Stored dataset items
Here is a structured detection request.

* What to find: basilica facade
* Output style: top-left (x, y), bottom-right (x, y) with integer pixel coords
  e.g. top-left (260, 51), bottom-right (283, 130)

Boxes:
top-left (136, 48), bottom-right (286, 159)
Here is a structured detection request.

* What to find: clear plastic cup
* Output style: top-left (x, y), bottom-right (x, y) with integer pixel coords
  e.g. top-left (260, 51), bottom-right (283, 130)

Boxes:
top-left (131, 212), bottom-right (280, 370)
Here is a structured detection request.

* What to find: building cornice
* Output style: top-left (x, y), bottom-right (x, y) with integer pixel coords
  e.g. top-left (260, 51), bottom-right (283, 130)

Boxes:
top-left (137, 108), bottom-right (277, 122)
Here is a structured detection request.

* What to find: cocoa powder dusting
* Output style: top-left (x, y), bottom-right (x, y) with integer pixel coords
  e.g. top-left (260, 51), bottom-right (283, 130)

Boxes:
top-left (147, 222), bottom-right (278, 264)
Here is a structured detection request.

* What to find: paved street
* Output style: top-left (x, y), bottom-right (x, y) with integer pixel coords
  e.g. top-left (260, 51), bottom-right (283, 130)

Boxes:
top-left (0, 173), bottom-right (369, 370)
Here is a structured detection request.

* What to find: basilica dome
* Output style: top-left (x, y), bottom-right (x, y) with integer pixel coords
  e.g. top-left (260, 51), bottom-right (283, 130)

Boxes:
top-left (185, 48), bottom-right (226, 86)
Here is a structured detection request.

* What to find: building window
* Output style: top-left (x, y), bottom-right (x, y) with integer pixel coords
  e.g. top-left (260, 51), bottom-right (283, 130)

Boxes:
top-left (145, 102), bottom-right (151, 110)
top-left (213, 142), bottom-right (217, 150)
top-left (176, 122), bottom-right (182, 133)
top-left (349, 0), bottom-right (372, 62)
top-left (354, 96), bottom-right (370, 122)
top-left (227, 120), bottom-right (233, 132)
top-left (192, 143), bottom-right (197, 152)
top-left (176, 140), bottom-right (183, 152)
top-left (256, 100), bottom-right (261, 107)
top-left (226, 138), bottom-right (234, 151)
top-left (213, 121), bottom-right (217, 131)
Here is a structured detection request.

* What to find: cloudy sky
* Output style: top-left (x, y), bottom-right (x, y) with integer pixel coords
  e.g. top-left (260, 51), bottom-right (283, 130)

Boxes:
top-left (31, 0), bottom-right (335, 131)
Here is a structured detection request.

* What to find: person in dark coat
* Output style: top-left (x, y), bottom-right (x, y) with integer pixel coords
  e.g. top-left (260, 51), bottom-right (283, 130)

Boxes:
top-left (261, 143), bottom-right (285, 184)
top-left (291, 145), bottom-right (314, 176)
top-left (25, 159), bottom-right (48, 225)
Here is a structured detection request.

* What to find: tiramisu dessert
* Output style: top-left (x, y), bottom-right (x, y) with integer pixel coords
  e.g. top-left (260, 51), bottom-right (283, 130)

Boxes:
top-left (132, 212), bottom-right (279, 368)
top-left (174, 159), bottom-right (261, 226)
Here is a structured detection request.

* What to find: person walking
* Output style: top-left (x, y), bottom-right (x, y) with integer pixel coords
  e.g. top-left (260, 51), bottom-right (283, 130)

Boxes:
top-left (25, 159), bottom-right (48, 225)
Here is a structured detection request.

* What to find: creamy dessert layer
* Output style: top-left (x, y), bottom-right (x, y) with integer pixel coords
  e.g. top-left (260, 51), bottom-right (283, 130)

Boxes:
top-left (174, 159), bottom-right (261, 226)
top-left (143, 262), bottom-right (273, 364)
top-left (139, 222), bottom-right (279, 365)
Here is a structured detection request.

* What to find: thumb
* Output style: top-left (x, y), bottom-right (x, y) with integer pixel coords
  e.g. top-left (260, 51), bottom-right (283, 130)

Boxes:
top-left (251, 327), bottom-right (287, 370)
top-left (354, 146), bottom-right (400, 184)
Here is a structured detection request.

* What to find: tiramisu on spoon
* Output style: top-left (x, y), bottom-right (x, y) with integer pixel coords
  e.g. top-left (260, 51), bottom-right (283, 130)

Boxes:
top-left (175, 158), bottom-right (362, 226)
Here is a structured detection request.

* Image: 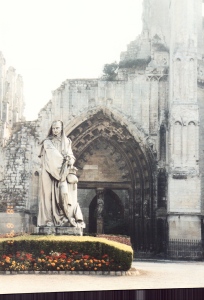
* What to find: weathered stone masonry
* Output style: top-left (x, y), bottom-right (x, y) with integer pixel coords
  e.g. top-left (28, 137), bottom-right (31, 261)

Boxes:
top-left (1, 0), bottom-right (204, 258)
top-left (0, 121), bottom-right (41, 233)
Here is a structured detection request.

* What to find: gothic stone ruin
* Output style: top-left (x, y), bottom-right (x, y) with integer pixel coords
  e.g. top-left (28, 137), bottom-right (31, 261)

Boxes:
top-left (1, 0), bottom-right (204, 259)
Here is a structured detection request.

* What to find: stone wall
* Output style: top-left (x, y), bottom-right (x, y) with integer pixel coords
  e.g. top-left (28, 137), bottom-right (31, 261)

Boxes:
top-left (142, 0), bottom-right (170, 46)
top-left (37, 72), bottom-right (168, 147)
top-left (0, 121), bottom-right (40, 233)
top-left (167, 0), bottom-right (203, 242)
top-left (168, 215), bottom-right (201, 240)
top-left (198, 87), bottom-right (204, 214)
top-left (0, 52), bottom-right (25, 147)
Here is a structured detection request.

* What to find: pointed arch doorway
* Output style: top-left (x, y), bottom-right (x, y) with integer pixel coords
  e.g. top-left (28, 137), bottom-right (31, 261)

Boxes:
top-left (65, 108), bottom-right (156, 252)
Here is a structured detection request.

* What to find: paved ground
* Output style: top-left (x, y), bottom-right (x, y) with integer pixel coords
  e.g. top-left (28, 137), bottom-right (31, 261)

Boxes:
top-left (1, 260), bottom-right (204, 294)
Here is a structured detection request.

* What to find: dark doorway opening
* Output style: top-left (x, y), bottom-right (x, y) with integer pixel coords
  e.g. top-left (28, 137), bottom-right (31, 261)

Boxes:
top-left (89, 189), bottom-right (129, 235)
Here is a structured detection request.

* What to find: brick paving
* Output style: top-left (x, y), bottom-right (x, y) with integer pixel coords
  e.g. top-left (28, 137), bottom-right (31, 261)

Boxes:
top-left (1, 261), bottom-right (204, 294)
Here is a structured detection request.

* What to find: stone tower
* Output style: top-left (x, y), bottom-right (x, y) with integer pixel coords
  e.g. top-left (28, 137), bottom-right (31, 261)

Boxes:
top-left (167, 0), bottom-right (203, 243)
top-left (0, 52), bottom-right (25, 146)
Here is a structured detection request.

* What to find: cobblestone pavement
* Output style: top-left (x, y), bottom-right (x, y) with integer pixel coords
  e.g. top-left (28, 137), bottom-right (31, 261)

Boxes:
top-left (1, 261), bottom-right (204, 294)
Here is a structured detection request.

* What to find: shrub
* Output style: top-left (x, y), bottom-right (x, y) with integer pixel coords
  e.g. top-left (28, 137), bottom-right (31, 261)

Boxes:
top-left (0, 235), bottom-right (133, 272)
top-left (119, 57), bottom-right (151, 69)
top-left (102, 62), bottom-right (118, 81)
top-left (152, 43), bottom-right (169, 52)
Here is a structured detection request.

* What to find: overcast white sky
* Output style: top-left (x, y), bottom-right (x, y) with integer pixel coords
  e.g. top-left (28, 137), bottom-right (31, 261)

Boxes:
top-left (0, 0), bottom-right (143, 120)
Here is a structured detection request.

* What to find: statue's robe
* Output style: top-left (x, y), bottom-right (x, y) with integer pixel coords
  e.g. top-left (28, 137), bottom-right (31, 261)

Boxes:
top-left (37, 137), bottom-right (83, 227)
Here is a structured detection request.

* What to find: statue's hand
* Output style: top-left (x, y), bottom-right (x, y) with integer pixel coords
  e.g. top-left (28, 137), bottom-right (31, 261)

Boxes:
top-left (69, 165), bottom-right (78, 171)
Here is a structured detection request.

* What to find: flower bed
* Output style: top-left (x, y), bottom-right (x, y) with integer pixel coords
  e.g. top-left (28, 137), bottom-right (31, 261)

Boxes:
top-left (96, 234), bottom-right (131, 246)
top-left (0, 235), bottom-right (133, 272)
top-left (0, 251), bottom-right (121, 272)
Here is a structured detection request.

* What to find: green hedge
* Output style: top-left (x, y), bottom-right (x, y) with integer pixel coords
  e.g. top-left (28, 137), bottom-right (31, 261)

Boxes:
top-left (0, 235), bottom-right (133, 272)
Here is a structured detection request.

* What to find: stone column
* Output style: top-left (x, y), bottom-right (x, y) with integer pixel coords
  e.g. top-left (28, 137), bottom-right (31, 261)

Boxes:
top-left (95, 188), bottom-right (104, 234)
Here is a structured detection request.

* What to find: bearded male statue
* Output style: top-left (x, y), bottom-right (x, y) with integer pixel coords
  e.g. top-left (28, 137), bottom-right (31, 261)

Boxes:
top-left (37, 120), bottom-right (85, 229)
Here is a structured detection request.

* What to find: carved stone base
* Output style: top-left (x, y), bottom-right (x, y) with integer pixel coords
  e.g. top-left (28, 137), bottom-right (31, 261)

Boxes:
top-left (56, 227), bottom-right (83, 236)
top-left (36, 226), bottom-right (83, 236)
top-left (96, 219), bottom-right (104, 234)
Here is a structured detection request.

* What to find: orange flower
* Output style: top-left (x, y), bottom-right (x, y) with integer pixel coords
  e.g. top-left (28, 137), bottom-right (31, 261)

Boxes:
top-left (51, 262), bottom-right (55, 267)
top-left (94, 267), bottom-right (97, 271)
top-left (5, 257), bottom-right (10, 263)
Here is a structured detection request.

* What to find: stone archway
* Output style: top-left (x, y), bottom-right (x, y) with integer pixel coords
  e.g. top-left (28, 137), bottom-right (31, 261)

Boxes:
top-left (89, 189), bottom-right (127, 235)
top-left (65, 108), bottom-right (156, 252)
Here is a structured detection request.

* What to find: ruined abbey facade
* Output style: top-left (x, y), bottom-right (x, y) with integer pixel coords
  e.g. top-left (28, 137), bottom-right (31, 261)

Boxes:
top-left (1, 0), bottom-right (204, 258)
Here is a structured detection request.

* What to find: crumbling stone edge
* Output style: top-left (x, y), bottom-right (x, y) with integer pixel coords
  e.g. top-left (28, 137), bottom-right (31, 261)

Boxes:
top-left (0, 268), bottom-right (139, 276)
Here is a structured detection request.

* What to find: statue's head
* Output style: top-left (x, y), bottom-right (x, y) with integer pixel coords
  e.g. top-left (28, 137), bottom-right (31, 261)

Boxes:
top-left (51, 120), bottom-right (63, 137)
top-left (98, 198), bottom-right (104, 206)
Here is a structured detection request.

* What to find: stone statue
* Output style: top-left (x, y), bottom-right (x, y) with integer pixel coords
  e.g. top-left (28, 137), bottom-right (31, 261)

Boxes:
top-left (94, 196), bottom-right (104, 234)
top-left (37, 120), bottom-right (85, 228)
top-left (95, 198), bottom-right (104, 219)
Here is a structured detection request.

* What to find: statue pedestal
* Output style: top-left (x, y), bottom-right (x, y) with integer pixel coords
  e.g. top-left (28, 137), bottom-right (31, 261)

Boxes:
top-left (96, 219), bottom-right (103, 234)
top-left (56, 227), bottom-right (83, 236)
top-left (36, 226), bottom-right (83, 236)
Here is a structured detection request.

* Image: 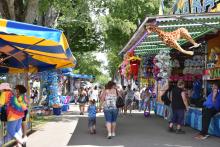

### [WHAT YOU HAVE TO DO]
Each line of the data that includes "dark" should be copied.

### [COMPLETED TASK]
* What to find: person in dark coat
* What to find: dark doorway opening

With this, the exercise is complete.